EXERCISE BRIEF
Give back every item below word for word, leaving out the pictures.

DATASET EXCERPTS
========================================================================
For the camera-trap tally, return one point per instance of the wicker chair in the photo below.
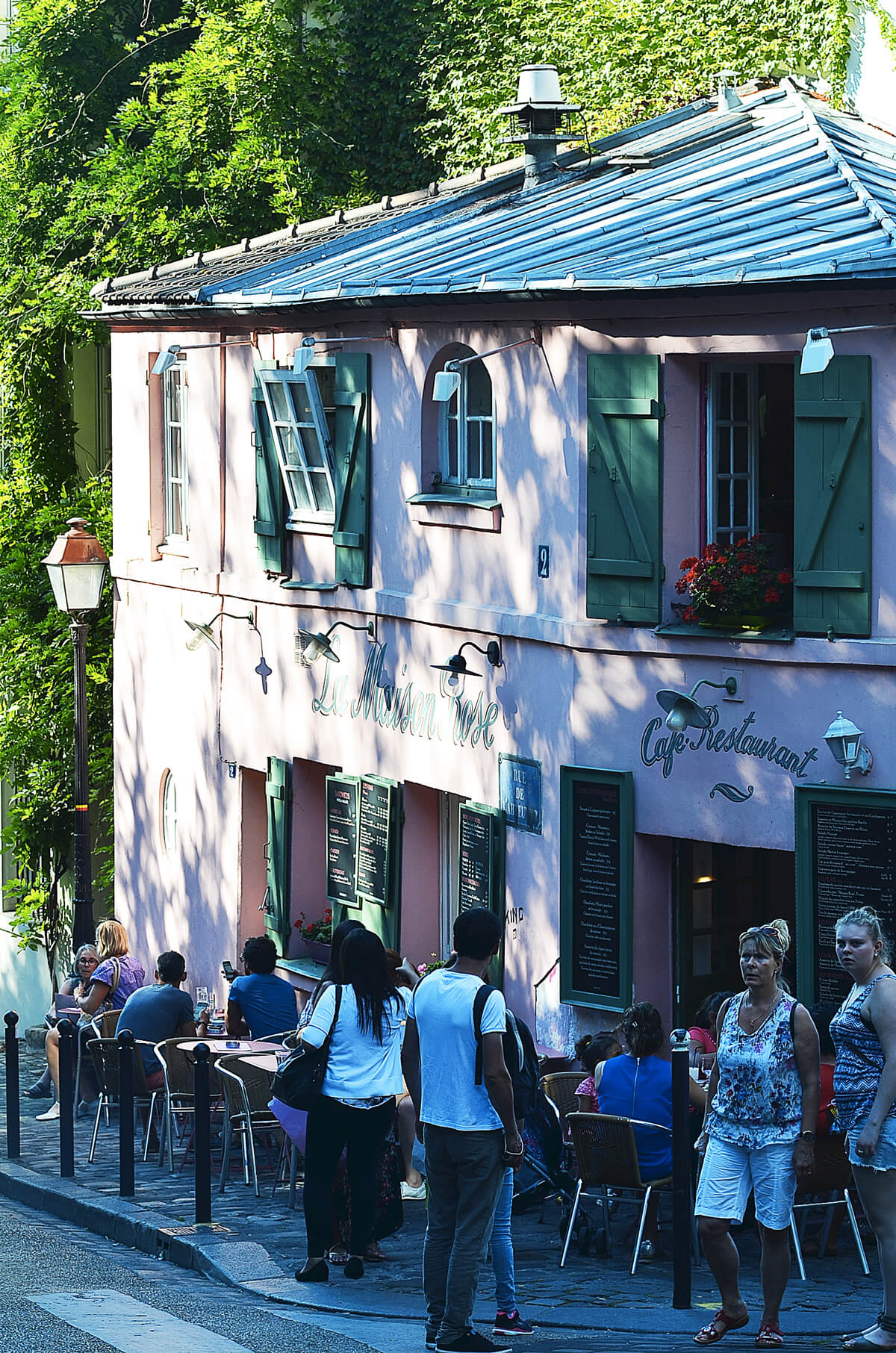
(246, 1089)
(606, 1157)
(833, 1176)
(105, 1057)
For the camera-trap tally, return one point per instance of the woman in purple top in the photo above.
(118, 974)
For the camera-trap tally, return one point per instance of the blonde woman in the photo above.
(118, 974)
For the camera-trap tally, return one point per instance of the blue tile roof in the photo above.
(781, 188)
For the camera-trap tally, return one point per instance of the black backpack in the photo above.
(519, 1054)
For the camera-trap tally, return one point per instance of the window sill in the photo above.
(773, 635)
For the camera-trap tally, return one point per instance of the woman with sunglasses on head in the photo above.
(759, 1131)
(864, 1033)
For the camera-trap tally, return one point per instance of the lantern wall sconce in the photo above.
(682, 709)
(311, 646)
(845, 743)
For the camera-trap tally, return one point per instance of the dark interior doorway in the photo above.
(721, 892)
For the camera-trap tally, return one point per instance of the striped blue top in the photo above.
(859, 1061)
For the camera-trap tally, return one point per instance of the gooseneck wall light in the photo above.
(313, 646)
(78, 566)
(845, 741)
(682, 709)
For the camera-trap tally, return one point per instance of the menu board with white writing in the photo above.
(596, 888)
(374, 839)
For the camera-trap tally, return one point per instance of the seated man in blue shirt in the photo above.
(260, 1004)
(158, 1013)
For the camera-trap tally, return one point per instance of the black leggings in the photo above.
(333, 1126)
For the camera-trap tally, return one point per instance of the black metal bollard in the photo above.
(68, 1034)
(126, 1114)
(14, 1126)
(202, 1134)
(681, 1169)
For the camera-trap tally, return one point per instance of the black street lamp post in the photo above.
(78, 566)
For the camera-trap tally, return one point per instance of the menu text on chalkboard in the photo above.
(596, 888)
(341, 839)
(374, 841)
(846, 858)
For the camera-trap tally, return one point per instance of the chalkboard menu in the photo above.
(341, 839)
(479, 858)
(596, 888)
(374, 841)
(846, 858)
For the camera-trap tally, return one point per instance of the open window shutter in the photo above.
(351, 531)
(270, 511)
(278, 789)
(624, 489)
(833, 500)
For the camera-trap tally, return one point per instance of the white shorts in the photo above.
(731, 1172)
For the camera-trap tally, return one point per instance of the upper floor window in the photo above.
(175, 451)
(466, 432)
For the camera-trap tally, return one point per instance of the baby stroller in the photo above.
(543, 1176)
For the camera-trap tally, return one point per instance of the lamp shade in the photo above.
(78, 566)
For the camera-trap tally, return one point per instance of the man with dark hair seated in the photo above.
(158, 1013)
(260, 1003)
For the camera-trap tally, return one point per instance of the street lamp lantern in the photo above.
(78, 566)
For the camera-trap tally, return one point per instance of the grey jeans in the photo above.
(464, 1172)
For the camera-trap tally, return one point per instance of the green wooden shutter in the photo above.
(833, 500)
(351, 531)
(270, 514)
(278, 789)
(624, 489)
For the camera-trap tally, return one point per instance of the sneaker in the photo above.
(471, 1343)
(511, 1322)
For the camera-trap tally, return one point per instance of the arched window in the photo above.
(466, 432)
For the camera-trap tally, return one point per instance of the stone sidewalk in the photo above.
(258, 1242)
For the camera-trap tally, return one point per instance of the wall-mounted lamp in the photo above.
(447, 382)
(311, 646)
(845, 741)
(819, 349)
(303, 356)
(169, 356)
(684, 712)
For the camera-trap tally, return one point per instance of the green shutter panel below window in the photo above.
(270, 518)
(278, 789)
(833, 500)
(624, 489)
(351, 531)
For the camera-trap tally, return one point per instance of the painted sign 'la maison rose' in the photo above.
(408, 709)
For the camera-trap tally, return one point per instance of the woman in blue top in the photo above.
(759, 1130)
(864, 1033)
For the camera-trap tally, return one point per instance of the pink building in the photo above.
(298, 467)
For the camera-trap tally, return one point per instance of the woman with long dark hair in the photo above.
(358, 1101)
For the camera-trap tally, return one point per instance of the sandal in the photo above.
(711, 1333)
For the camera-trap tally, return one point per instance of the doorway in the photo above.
(721, 892)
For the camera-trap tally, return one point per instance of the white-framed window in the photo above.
(169, 813)
(466, 432)
(301, 411)
(175, 452)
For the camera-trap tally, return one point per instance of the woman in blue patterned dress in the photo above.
(759, 1131)
(864, 1033)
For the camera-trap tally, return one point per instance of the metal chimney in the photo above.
(536, 119)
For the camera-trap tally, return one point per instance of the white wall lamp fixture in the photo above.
========================================================================
COMPLETED EXERCISE
For the camera-trap tally, return one point per instance of the wicker chair in the photo below.
(246, 1089)
(606, 1157)
(833, 1176)
(105, 1057)
For the camera-trap tally, return one point per instance of the woman in purple top in the photo above.
(118, 974)
For the camera-trap tally, return one point per instance of the blonde woman in the photo above.
(118, 974)
For the camera-trap tally, return one point per instance of the blue tile roof in the photo above.
(781, 188)
For the camera-trap tally, return one point per instance of the black backpack in the photo above.
(519, 1054)
For the camera-trap tally, return one point per instance of the window sill in the photo above.
(773, 635)
For the camera-trap tally, return one point per instance of the woman with sunglasses on head in the photo above.
(759, 1131)
(864, 1033)
For the camera-trap tally, return one point per instance of the lantern wall sconce in the photo above.
(682, 709)
(311, 646)
(845, 743)
For the camera-trap tally, return one point per instance of the dark interior doorway in the photo above.
(721, 892)
For the camera-trap tally, return one point per instance of the striped blue top in the photo above.
(859, 1061)
For the camera-trap tally, return one point per instance of the gooseneck wall light in the photo above.
(313, 646)
(78, 566)
(845, 741)
(682, 709)
For the camera-trap tally, return one point per instance of the menu board with white writing in the photo above.
(596, 888)
(374, 839)
For the camera-trap tally, return one point per instance of the seated man in blue shirt in the photo above.
(260, 1004)
(158, 1013)
For the camera-trap tally, return one point per instance of the black leggings in the photo above.
(333, 1126)
For the camera-trap tally, return one point per instance of the black metal bollard in the photo above.
(68, 1034)
(126, 1114)
(14, 1126)
(202, 1134)
(681, 1169)
For the camera-trap tally, return one point per instance of the black street lamp post in the photo above.
(78, 566)
For the camera-trap tally, return one point per instance of the menu text on chalkboard in the photo above.
(596, 888)
(341, 839)
(374, 841)
(846, 858)
For the camera-trap tally, return one point per instance of the chalkboard menu in the photo above.
(341, 839)
(479, 858)
(596, 888)
(374, 841)
(846, 858)
For the camera-trap tally, return one point per instance of the open window shutter in the photo above.
(351, 531)
(270, 511)
(278, 789)
(624, 489)
(833, 500)
For the camera-trap tally, return one point per instance of the white shorts in the photo above.
(731, 1172)
For the camera-trap tally, return one point per instance of the upper floor window in the photo above.
(175, 451)
(466, 432)
For the camera-trap tally, return one point per instance of the baby stroller in the photo above.
(543, 1176)
For the camera-trap tally, return one point per instance of the lamp shade in the photo above.
(78, 566)
For the camera-trap tally, return one point per instance of the man with dark hair seated in the photo above.
(158, 1013)
(260, 1003)
For the camera-trap tally, return one point per instance of the street lamp lantern in the photo above.
(78, 566)
For the camera-trap tally, return one point per instance of the grey jeans in the photo above.
(464, 1172)
For the camera-trap tally, return one point per instance of the green wooden shutter in the photo above.
(833, 500)
(351, 531)
(270, 514)
(278, 789)
(624, 489)
For the camera-trap tally, return one point per instance of the sneaker in the photo above.
(471, 1343)
(511, 1322)
For the camera-trap tally, return one point per instance of the arched window in the photo above.
(466, 432)
For the camera-trap tally, return one point per instance of the stone sidewalk in the photo above.
(258, 1242)
For the camera-trap tally, return one point per instance of the wall-mounted lamp in the photo above.
(447, 382)
(311, 646)
(845, 741)
(819, 349)
(303, 356)
(169, 356)
(684, 712)
For the camera-trap tally, return one point per instance of the green shutter panel below window in the photo above.
(270, 518)
(278, 789)
(833, 500)
(624, 489)
(351, 531)
For the camera-trap tally, return one point per instance of the painted sign 'la maison rose' in the photo above.
(408, 709)
For the camera-trap tally, return one point per instance of the woman in blue top in the photo above.
(759, 1130)
(864, 1033)
For the camera-trap tally, return one point per instance of the pink building in the photo above.
(298, 467)
For the camera-trap tally, return one point per instance of the woman with long dark hair in the photo above.
(358, 1101)
For the camera-trap tally, return one point per instance of the sandal in the photo above.
(711, 1333)
For the camera-trap tally, return one point per instance of the doorway in the photo above.
(721, 892)
For the camera-trap tally, return one point per instance of the white-framed window in the photo above.
(169, 813)
(466, 432)
(301, 411)
(175, 452)
For the camera-trap tally, return one point per instance of the woman in blue patterned dress in the photo above.
(759, 1131)
(864, 1033)
For the camera-trap tally, return one point per instance of the metal chimney in the photo above.
(536, 119)
For the camera-trap tally, return one point per instance of the white wall lamp fixture in the photo above.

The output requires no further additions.